▶ [To do]
Omit every picture and return the rest of the data unaltered.

********

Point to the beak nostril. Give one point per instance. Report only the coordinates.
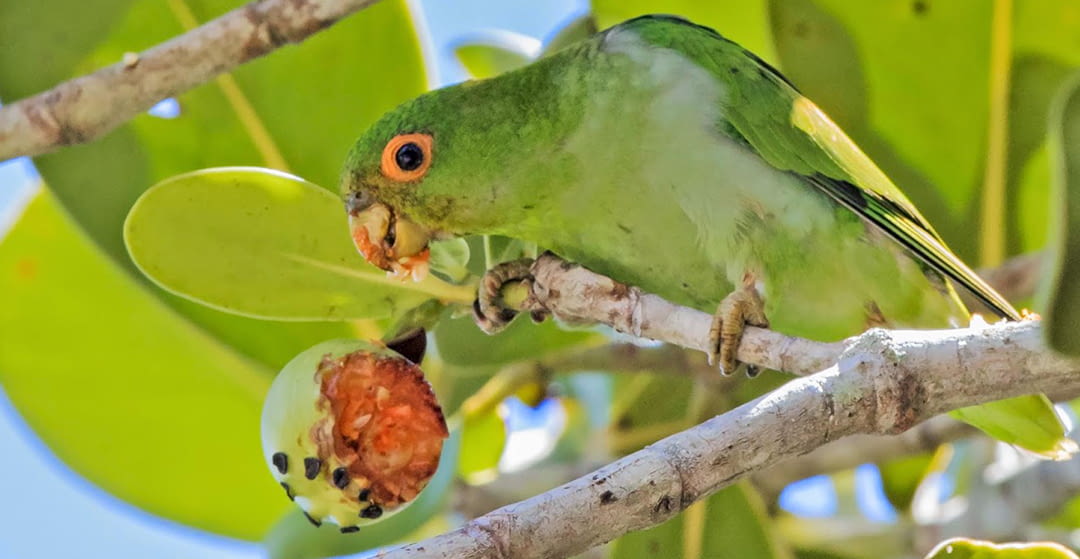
(391, 235)
(356, 202)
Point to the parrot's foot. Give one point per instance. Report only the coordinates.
(490, 312)
(741, 308)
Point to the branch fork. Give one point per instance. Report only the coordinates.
(880, 382)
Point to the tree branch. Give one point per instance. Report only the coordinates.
(883, 382)
(88, 107)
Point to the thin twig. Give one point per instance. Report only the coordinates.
(883, 382)
(84, 108)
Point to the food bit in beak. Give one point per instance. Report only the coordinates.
(397, 246)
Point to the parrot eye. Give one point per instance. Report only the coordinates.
(407, 158)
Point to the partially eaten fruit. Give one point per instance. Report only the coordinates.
(352, 432)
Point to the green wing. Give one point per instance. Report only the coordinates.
(799, 137)
(766, 111)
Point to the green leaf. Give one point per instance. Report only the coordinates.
(265, 244)
(745, 23)
(496, 52)
(123, 390)
(730, 523)
(483, 439)
(1061, 287)
(964, 548)
(294, 537)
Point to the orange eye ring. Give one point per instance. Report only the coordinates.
(407, 157)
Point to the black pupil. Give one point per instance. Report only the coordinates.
(409, 157)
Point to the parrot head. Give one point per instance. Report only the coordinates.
(387, 236)
(469, 159)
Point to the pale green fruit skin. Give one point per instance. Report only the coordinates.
(288, 413)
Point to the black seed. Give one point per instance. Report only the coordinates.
(340, 477)
(311, 467)
(409, 157)
(372, 512)
(412, 344)
(288, 491)
(280, 462)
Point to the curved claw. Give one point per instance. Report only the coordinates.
(741, 308)
(489, 312)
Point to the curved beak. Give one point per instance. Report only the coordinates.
(386, 240)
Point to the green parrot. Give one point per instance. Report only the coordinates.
(663, 155)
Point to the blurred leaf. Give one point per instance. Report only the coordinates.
(265, 244)
(745, 23)
(484, 436)
(730, 523)
(294, 537)
(646, 408)
(99, 181)
(963, 548)
(576, 436)
(901, 477)
(280, 104)
(461, 342)
(450, 259)
(1061, 287)
(125, 391)
(1045, 52)
(496, 52)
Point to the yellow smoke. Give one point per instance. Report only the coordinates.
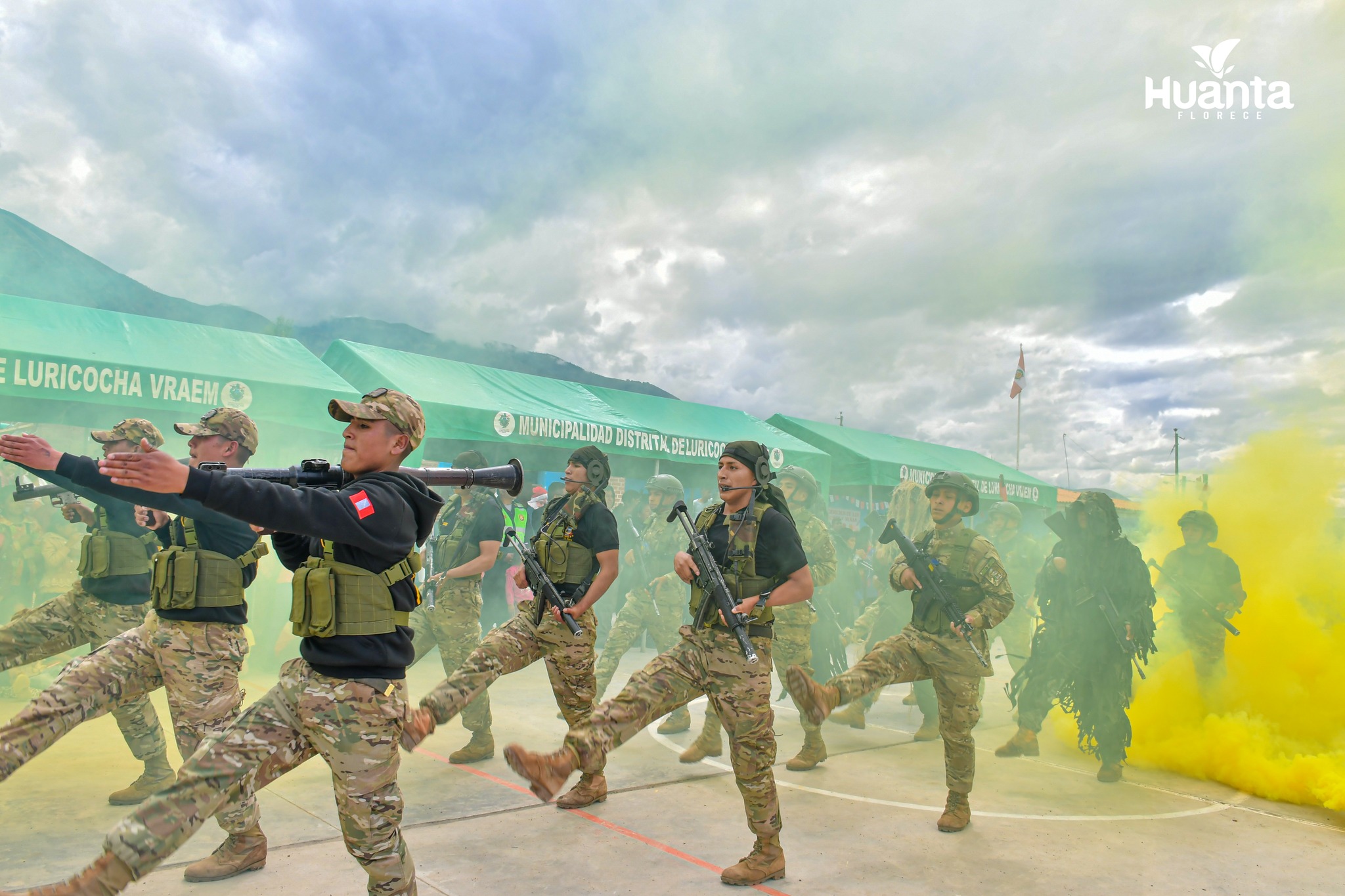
(1278, 726)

********

▶ [Exercise solution]
Point to the beak nostril. Give one point per instance. Report only the coordinates.
(391, 235)
(356, 202)
Point to the parrot's foot. Give one point per instance. Report only the coordinates.
(490, 312)
(741, 308)
Point to the branch fork. Give one point per instance. Report only the coordinates.
(880, 382)
Point to the tree branch. Give one point per instance. Report only the coordinates.
(883, 382)
(88, 107)
Point to the thin twig. Give one point per instance. Report only the coordinates.
(883, 382)
(84, 108)
Point to the food bit in beak. Give one point per instance. Report only the coordinates.
(397, 246)
Point to the parrot eye. Give one point per instance. Report only the coordinates.
(407, 158)
Point to the partially eaten fruit. Give one point per instance. Report only the coordinates.
(352, 432)
Point to the green wing. Give one point per instance. Report only the coordinates.
(799, 137)
(766, 111)
Point to the green leaf. Give one point per instance. Report only the coordinates.
(265, 244)
(745, 23)
(496, 52)
(123, 390)
(730, 523)
(483, 439)
(1061, 287)
(964, 548)
(294, 537)
Point to the orange eye ring. Give one point per instance. Report only the coordinates.
(407, 157)
Point to the black pupil. Give one point per instance. Report only the coordinates.
(409, 157)
Point to the parrot head. Give one point per instance. Report only the coordinates.
(387, 236)
(469, 159)
Point to the pale green fruit skin. Give one point per instance. Report only the coordinates.
(288, 413)
Point to the black seed. Give one point per instance. Report only the coordinates.
(340, 477)
(311, 467)
(409, 157)
(372, 512)
(412, 344)
(288, 491)
(280, 462)
Point to the curved claw. Give one point per instance. Report only the coordinates.
(741, 308)
(489, 312)
Point to the curved beak. Give one point per instance. Report only the coordinates.
(386, 240)
Point to the green parrot. Give one point per instance. Report only the coordinates.
(663, 155)
Point to the blurred leaf. Give one point per instance. Report only the coordinates.
(265, 244)
(745, 23)
(484, 436)
(730, 523)
(294, 537)
(646, 408)
(99, 181)
(963, 548)
(576, 436)
(901, 477)
(280, 104)
(461, 342)
(450, 259)
(1061, 287)
(125, 391)
(1045, 52)
(496, 52)
Point to the yellow smoke. Give one point per instance. Report only the coordinates.
(1278, 726)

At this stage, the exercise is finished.